> [TASK 1]
Using the passage on the femme fatale, answer the following:
(a) Which feature of Jeanne Moreau does the passage single out as one of her most distinctive?
(b) In which film did Catherine attract Jules and Jim?
(c) Which two figures does the author call interchangeable perfect examples of the femme fatale?
> [TASK 2]
According to the passage on the femme fatale, why does cinema play an essential role in telling stories involving a femme fatale? Answer in one to three sentences.
> [TASK 3]
Duplicate everything in the passage on the femme fatale from "Having known a" down to "this dangerous species.".

> [SUPPLIED TEXT]
◆ ◆ ◆ ◆ ◆

A femme fatale does not need to be a textbook, esthetically perfect beauty, and in fact, one may easily find one or two obvious imperfections that are essential elements of her charm. Taking Jeanne Moreau at her face (!!) value as the Catherine character, one might point out her mouth, which is precisely what gave the actress one of her most distinctive features. In addition to having a charming peculiarity that also sets her apart from the crowds of other women out there, a femme fatale has many qualities that can be regrouped under the general theme that we call her charm. Often, it's rather difficult to put some of these personality characteristics or features into words - which brings up the essential role of cinema in telling stories involving a femme fatale: just being with her, or listening to her or looking at her while doing something reveals these traits that are almost too evanescent to capture with an all-made formula, but which definitely leave a durable impression on "her men". Such essential qualities might be somehow appropriately defined as a femme fatale's virtual pheromones. In Jules et Jim, Catherine managed to attract and capture Jules and Jim for good from the moment they saw her for real (whereas the statue acted as the initial portrait showing Catherine's singularities, which are the actual trigger of the femme fatale's trapping system ,,,

Having known a "couple" of actual femme fatales, some biblically, some not, I can certify that Catherine (the character) and Jeanne Moreau (the actress) are interchangeable perfect examples of this dangerous species.

◆ ◆ ◆ ◆ ◆

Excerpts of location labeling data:

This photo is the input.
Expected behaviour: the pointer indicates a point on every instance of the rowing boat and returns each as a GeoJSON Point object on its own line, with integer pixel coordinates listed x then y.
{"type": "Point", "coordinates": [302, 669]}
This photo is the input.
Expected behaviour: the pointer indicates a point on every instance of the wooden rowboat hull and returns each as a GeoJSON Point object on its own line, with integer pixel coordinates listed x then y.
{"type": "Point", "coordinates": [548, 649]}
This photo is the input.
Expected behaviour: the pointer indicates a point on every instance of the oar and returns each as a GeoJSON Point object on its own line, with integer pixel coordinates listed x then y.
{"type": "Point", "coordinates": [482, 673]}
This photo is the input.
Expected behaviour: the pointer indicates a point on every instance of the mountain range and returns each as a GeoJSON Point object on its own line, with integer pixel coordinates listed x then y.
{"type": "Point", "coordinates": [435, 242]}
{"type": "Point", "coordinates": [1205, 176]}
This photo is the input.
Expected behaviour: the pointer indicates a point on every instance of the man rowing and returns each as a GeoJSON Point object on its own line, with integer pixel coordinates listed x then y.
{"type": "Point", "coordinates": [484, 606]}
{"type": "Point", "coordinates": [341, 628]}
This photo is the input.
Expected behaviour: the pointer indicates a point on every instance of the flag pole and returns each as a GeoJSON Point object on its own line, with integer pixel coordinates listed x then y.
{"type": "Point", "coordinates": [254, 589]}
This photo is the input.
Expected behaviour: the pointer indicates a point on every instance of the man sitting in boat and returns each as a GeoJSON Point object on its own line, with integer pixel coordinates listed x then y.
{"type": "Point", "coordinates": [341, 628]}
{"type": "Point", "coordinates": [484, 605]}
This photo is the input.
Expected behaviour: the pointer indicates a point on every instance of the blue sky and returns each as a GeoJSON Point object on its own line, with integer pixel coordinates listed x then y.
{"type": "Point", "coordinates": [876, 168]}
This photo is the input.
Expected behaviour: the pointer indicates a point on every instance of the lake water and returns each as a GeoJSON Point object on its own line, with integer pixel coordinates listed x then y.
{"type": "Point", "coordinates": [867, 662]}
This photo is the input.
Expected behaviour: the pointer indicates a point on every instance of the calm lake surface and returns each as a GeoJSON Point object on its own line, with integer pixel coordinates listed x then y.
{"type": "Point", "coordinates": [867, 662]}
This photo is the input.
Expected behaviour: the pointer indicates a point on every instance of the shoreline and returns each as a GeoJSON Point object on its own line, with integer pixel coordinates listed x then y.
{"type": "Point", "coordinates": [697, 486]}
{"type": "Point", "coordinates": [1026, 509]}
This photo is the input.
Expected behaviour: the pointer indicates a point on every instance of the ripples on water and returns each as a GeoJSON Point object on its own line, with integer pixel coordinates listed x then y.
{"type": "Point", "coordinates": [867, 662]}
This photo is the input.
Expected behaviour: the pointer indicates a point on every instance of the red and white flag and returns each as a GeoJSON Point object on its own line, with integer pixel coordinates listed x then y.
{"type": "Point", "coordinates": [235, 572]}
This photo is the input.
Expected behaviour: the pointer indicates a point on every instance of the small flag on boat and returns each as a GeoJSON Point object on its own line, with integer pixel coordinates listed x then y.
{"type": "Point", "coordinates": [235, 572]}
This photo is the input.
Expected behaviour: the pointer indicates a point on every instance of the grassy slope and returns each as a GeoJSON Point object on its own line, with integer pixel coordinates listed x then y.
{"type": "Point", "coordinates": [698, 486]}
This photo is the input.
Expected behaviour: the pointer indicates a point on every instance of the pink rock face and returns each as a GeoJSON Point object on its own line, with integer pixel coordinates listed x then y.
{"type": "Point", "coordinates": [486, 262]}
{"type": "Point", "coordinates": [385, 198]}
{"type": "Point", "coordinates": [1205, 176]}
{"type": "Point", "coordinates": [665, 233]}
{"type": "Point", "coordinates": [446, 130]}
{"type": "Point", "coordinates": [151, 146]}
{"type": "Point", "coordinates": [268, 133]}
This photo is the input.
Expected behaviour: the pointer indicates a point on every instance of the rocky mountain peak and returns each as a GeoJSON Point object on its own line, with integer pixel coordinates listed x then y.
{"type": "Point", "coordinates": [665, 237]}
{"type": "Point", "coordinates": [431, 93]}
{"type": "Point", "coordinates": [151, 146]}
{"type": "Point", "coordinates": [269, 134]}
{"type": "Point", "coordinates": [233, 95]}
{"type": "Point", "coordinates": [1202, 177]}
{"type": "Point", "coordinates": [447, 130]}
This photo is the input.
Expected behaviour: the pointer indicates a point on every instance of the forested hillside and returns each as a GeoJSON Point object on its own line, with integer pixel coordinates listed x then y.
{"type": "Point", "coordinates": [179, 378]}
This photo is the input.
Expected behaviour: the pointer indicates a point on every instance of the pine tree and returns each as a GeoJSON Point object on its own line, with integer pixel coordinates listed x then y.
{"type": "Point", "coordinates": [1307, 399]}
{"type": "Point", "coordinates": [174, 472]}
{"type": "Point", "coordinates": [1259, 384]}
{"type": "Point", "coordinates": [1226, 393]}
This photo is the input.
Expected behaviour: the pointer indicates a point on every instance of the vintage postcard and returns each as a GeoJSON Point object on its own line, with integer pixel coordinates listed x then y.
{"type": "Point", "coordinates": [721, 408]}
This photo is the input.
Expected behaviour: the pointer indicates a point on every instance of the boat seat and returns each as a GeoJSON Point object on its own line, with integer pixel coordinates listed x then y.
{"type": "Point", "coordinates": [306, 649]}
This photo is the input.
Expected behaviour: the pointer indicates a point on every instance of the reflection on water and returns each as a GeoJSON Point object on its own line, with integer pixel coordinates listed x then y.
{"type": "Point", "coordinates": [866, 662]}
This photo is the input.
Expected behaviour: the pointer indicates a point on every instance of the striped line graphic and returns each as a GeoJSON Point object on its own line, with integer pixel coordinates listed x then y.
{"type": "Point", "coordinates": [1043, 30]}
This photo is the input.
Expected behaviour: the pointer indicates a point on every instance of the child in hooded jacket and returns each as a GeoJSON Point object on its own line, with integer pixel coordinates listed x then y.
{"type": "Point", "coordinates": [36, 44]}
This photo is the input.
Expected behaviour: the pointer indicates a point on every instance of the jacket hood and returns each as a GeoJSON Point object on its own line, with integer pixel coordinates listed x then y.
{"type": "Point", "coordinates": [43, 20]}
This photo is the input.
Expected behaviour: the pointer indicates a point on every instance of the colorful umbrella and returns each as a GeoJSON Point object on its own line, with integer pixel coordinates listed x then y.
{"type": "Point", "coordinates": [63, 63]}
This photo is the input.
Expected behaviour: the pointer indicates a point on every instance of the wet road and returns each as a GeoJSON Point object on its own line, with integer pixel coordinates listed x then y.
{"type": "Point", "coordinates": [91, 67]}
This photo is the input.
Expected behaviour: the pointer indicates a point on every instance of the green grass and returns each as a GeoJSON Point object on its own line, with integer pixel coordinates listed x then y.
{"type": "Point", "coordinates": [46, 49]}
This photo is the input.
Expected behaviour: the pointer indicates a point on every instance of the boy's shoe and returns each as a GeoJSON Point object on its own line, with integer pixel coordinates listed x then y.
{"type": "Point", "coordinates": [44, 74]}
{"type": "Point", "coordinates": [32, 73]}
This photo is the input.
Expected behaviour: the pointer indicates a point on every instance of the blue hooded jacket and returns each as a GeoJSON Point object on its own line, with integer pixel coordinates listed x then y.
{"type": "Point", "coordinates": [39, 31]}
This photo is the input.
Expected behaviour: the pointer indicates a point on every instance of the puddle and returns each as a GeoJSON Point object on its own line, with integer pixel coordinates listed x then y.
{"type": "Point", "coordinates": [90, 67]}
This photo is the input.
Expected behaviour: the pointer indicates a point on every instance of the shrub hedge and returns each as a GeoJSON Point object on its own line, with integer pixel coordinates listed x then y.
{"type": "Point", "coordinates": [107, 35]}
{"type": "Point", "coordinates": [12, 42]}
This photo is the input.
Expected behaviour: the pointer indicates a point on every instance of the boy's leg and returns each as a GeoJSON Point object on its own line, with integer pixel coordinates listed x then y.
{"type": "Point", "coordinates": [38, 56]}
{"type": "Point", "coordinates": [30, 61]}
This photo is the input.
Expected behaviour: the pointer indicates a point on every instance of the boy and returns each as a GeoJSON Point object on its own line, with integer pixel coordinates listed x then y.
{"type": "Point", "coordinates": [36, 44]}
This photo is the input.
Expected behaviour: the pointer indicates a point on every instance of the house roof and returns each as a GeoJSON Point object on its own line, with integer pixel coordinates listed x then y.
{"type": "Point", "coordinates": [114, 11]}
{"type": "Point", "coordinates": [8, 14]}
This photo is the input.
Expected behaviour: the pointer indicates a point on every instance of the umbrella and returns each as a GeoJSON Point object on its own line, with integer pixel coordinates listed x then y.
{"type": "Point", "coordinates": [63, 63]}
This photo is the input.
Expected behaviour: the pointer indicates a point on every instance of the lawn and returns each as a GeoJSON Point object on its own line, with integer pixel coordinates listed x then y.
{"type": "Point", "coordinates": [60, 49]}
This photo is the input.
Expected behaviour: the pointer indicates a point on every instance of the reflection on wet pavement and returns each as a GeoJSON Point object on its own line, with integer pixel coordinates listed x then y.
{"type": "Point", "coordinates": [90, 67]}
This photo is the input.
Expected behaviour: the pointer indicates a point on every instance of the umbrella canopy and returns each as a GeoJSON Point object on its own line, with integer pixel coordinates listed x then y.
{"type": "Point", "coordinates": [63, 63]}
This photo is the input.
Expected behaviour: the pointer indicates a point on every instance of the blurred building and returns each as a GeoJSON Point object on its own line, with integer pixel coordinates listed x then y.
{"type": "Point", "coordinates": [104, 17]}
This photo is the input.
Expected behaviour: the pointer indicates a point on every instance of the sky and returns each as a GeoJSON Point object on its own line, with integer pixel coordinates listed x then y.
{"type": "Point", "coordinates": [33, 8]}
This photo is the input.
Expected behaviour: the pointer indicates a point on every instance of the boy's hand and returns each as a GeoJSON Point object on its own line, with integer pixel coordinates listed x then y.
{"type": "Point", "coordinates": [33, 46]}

◆ ◆ ◆ ◆ ◆

> [WRITTEN SOLUTION 1]
(a) Her mouth.
(b) Jules et Jim.
(c) Catherine (the character) and Jeanne Moreau (the actress).

> [WRITTEN SOLUTION 2]
Many of a femme fatale's personality traits are difficult to put into words and are too evanescent to capture with a formula. Cinema lets the viewer be with her, listen to her, or watch her while she does something, and this reveals those traits.

> [WRITTEN SOLUTION 3]
Having known a "couple" of actual femme fatales, some biblically, some not, I can certify that Catherine (the character) and Jeanne Moreau (the actress) are interchangeable perfect examples of this dangerous species.